Excerpt to read
Interview by Monica Surfaro Spigelman
Is this intricate fantasy city called Solera your vision of utopia? When and why did you begin this mapping? How does it apply to your professional folklorist world (and your personal world)?
I grew up in a family that traveled a lot, and when they did, I often received their maps, travel brochures, and hotel directories as small souvenirs. (It was from the latter that I first heard about Tucson!) They print so many of those things, that they often get tossed, but as a six-year old, I thought they were the best gift I could receive. I would read atlases, and think about the types of adventures that I could have. As a result, I gained a pretty strong knowledge of cities, countries, highways, and landmarks; in many ways, it really set the tone for being involved in an organization that focuses on creative placemaking.
In addition to reading, I also drew my own. Certain atlases had the shapes of cities, and not just the location, and I used to think about what my world would look like. It became a hobby, and one that I continued for most of my childhood, but I grew very self-conscious about it as a teenager, and stopped for several years.
In college, however, I returned to it, albeit unexpectedly. In addition to my folklore courses, I took a few courses in geography, and I grew to love my geographic methods course, where I learned about GPS, remote sensing, and — one of my favorites — aerial photography. It was fascinating to see the world from above. At the age of 21, I took a summer course in permaculture design, where we were strongly encouraged to map out our ideal homes, landscapes, and communities. I started drawing out a city based on permaculture ideals, which I named Solara; from there, it grew into an entire country, which I named Paikema.
The name comes from the Estonian päike maa, “land of the sun.” I took Estonian courses in college, and spent my final semester of my undergrad in Estonia. While there, I managed to purchase several local maps, and I noticed that they were highly detailed; not only could you find the streets and landmarks, but also the outline of each building, whether it was an apartment building or a church. I’ve found these maps to be the most inspiring, and they serve as a model for my drawings.
There are certainly folklorists interested in mapping. For example, Henry Glassie, a scholar with whom I had a chance to study at Indiana University, is well-known for his maps and sketches. One of my fellow colleagues in Newfoundland, folklorist and author Emily Urquhart, created a stunning set of drawings for her fieldwork on the Bonavista Peninsula. There is a lot of artistic freedom for those who wish to include this type of work.
Folklorists are so interested in the worlds that people create for themselves, and how they make sense of their lives. There are a lot of folklorists who are interested in imagined communities, nostalgia, and sense of place, and I eventually realized that, if we can study how people shape their world, why can’t I create one for myself? After all, I am part of many folk groups; being a professional folklorist doesn’t exempt me from having my own folklife.
Please highlight a few elements of your maps, including road maps symbols and legends. Anything you want to say about the creative process and the tools used?

Material supplied
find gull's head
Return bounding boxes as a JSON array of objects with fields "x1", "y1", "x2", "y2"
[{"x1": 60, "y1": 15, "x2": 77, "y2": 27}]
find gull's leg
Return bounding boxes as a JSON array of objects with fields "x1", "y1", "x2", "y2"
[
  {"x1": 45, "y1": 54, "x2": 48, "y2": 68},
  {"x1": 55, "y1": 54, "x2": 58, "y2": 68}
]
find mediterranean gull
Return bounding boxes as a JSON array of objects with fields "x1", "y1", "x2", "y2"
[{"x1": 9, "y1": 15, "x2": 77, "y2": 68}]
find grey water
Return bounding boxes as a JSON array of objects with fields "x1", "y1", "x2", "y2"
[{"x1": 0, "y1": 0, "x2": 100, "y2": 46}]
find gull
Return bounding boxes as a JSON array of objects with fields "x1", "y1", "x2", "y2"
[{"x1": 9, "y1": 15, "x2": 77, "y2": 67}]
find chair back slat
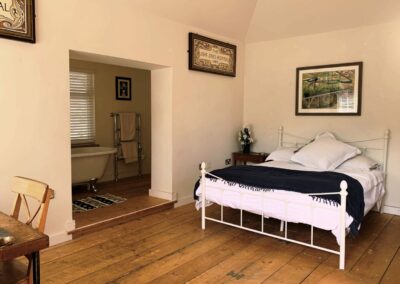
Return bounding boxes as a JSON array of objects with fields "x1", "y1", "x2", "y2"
[
  {"x1": 11, "y1": 177, "x2": 53, "y2": 233},
  {"x1": 11, "y1": 177, "x2": 49, "y2": 203}
]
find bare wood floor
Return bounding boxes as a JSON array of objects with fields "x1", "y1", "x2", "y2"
[
  {"x1": 72, "y1": 175, "x2": 173, "y2": 235},
  {"x1": 41, "y1": 204, "x2": 400, "y2": 283}
]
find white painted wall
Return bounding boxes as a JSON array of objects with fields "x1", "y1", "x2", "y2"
[
  {"x1": 244, "y1": 22, "x2": 400, "y2": 211},
  {"x1": 0, "y1": 0, "x2": 244, "y2": 243}
]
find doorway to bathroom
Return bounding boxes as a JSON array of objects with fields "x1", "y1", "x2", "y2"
[{"x1": 70, "y1": 52, "x2": 173, "y2": 237}]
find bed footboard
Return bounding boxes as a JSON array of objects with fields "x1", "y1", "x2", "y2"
[{"x1": 200, "y1": 162, "x2": 348, "y2": 269}]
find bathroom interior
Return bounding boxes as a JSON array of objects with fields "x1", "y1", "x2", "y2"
[{"x1": 70, "y1": 56, "x2": 172, "y2": 237}]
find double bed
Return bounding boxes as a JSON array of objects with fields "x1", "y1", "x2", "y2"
[{"x1": 195, "y1": 127, "x2": 389, "y2": 269}]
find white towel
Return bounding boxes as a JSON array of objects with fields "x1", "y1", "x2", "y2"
[
  {"x1": 121, "y1": 141, "x2": 138, "y2": 164},
  {"x1": 119, "y1": 112, "x2": 136, "y2": 141}
]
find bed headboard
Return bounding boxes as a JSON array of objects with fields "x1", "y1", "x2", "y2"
[{"x1": 278, "y1": 126, "x2": 390, "y2": 177}]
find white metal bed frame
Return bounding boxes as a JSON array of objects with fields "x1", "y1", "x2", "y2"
[{"x1": 200, "y1": 126, "x2": 390, "y2": 269}]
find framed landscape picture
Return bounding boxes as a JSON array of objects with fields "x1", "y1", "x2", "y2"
[
  {"x1": 115, "y1": 77, "x2": 132, "y2": 101},
  {"x1": 189, "y1": 33, "x2": 236, "y2": 77},
  {"x1": 0, "y1": 0, "x2": 36, "y2": 43},
  {"x1": 296, "y1": 62, "x2": 363, "y2": 115}
]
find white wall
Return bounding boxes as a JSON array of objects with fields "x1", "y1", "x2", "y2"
[
  {"x1": 0, "y1": 0, "x2": 244, "y2": 243},
  {"x1": 244, "y1": 22, "x2": 400, "y2": 211}
]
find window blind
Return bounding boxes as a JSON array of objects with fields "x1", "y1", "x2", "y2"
[{"x1": 69, "y1": 71, "x2": 96, "y2": 145}]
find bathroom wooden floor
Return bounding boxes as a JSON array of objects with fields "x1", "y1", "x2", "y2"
[{"x1": 72, "y1": 175, "x2": 173, "y2": 237}]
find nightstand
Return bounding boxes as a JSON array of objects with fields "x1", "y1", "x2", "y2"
[{"x1": 232, "y1": 152, "x2": 269, "y2": 166}]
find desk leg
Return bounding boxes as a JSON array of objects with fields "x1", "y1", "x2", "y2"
[{"x1": 32, "y1": 251, "x2": 40, "y2": 284}]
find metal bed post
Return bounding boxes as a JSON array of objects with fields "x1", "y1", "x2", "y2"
[
  {"x1": 111, "y1": 113, "x2": 120, "y2": 182},
  {"x1": 136, "y1": 113, "x2": 142, "y2": 176},
  {"x1": 201, "y1": 162, "x2": 206, "y2": 230},
  {"x1": 377, "y1": 129, "x2": 390, "y2": 213},
  {"x1": 339, "y1": 180, "x2": 347, "y2": 269},
  {"x1": 278, "y1": 125, "x2": 285, "y2": 232},
  {"x1": 278, "y1": 126, "x2": 283, "y2": 147}
]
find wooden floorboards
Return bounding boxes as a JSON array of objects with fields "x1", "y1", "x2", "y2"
[
  {"x1": 70, "y1": 175, "x2": 174, "y2": 238},
  {"x1": 41, "y1": 204, "x2": 400, "y2": 283}
]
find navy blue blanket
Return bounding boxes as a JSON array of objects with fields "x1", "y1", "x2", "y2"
[{"x1": 195, "y1": 166, "x2": 364, "y2": 235}]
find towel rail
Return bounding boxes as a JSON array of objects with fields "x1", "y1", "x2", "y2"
[{"x1": 110, "y1": 112, "x2": 143, "y2": 181}]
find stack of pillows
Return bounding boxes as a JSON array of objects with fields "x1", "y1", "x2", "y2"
[{"x1": 266, "y1": 132, "x2": 379, "y2": 171}]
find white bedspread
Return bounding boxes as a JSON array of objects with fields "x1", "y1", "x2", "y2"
[{"x1": 196, "y1": 161, "x2": 385, "y2": 243}]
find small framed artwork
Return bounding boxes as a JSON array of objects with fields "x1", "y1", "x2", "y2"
[
  {"x1": 189, "y1": 33, "x2": 236, "y2": 77},
  {"x1": 0, "y1": 0, "x2": 36, "y2": 43},
  {"x1": 115, "y1": 77, "x2": 132, "y2": 101},
  {"x1": 296, "y1": 62, "x2": 363, "y2": 115}
]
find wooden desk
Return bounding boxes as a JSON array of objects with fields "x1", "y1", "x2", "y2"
[
  {"x1": 232, "y1": 152, "x2": 269, "y2": 166},
  {"x1": 0, "y1": 212, "x2": 49, "y2": 283}
]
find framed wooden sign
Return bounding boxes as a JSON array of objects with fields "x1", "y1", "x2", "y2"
[
  {"x1": 0, "y1": 0, "x2": 36, "y2": 43},
  {"x1": 189, "y1": 33, "x2": 236, "y2": 77},
  {"x1": 296, "y1": 62, "x2": 363, "y2": 115}
]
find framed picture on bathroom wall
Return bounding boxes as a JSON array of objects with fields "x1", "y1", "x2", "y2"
[
  {"x1": 115, "y1": 77, "x2": 132, "y2": 101},
  {"x1": 0, "y1": 0, "x2": 36, "y2": 43}
]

Directives
a - According to the interview, why do the local maps bought in Estonia serve as a model for the drawings? Answer in one to three sentences.
b - Swap "framed" for "mounted" in the entries from the line containing "find towel rail" through the end of the entries, both ends included, and give only those lines with everything else unchanged.
The entries are unrelated to the interview.

Results for each task
a - The maps were highly detailed. They showed the streets and landmarks and also the outline of each building, whether an apartment building or a church. This made them the most inspiring maps, so they serve as the model for the drawings.

b -
find towel rail
Return bounding boxes as a JSON array of objects with fields "x1", "y1", "x2", "y2"
[{"x1": 110, "y1": 112, "x2": 143, "y2": 181}]
find stack of pillows
Return bounding boxes as a JSON array of objects with fields "x1", "y1", "x2", "y2"
[{"x1": 266, "y1": 132, "x2": 379, "y2": 171}]
find white bedspread
Return bounding boxes as a JSON array of objects with fields "x1", "y1", "x2", "y2"
[{"x1": 196, "y1": 161, "x2": 385, "y2": 243}]
find small mounted artwork
Return bounding boxes as a JSON array of objects with fields "x1", "y1", "x2", "y2"
[
  {"x1": 189, "y1": 33, "x2": 236, "y2": 77},
  {"x1": 0, "y1": 0, "x2": 36, "y2": 43},
  {"x1": 115, "y1": 77, "x2": 132, "y2": 101},
  {"x1": 296, "y1": 62, "x2": 363, "y2": 115}
]
find wooden desk
Return bounding boxes as a JSON array of objects with fields "x1", "y1", "x2", "y2"
[
  {"x1": 232, "y1": 152, "x2": 269, "y2": 166},
  {"x1": 0, "y1": 212, "x2": 49, "y2": 283}
]
find mounted wooden sign
Return bounding boxes as a JSON array of objects with fields "x1", "y1", "x2", "y2"
[
  {"x1": 0, "y1": 0, "x2": 36, "y2": 43},
  {"x1": 189, "y1": 33, "x2": 236, "y2": 77},
  {"x1": 296, "y1": 62, "x2": 363, "y2": 115}
]
find mounted picture on bathroom wall
Return bounding boxes as a JSON array of objects with fields "x1", "y1", "x2", "y2"
[
  {"x1": 115, "y1": 77, "x2": 132, "y2": 101},
  {"x1": 0, "y1": 0, "x2": 36, "y2": 43}
]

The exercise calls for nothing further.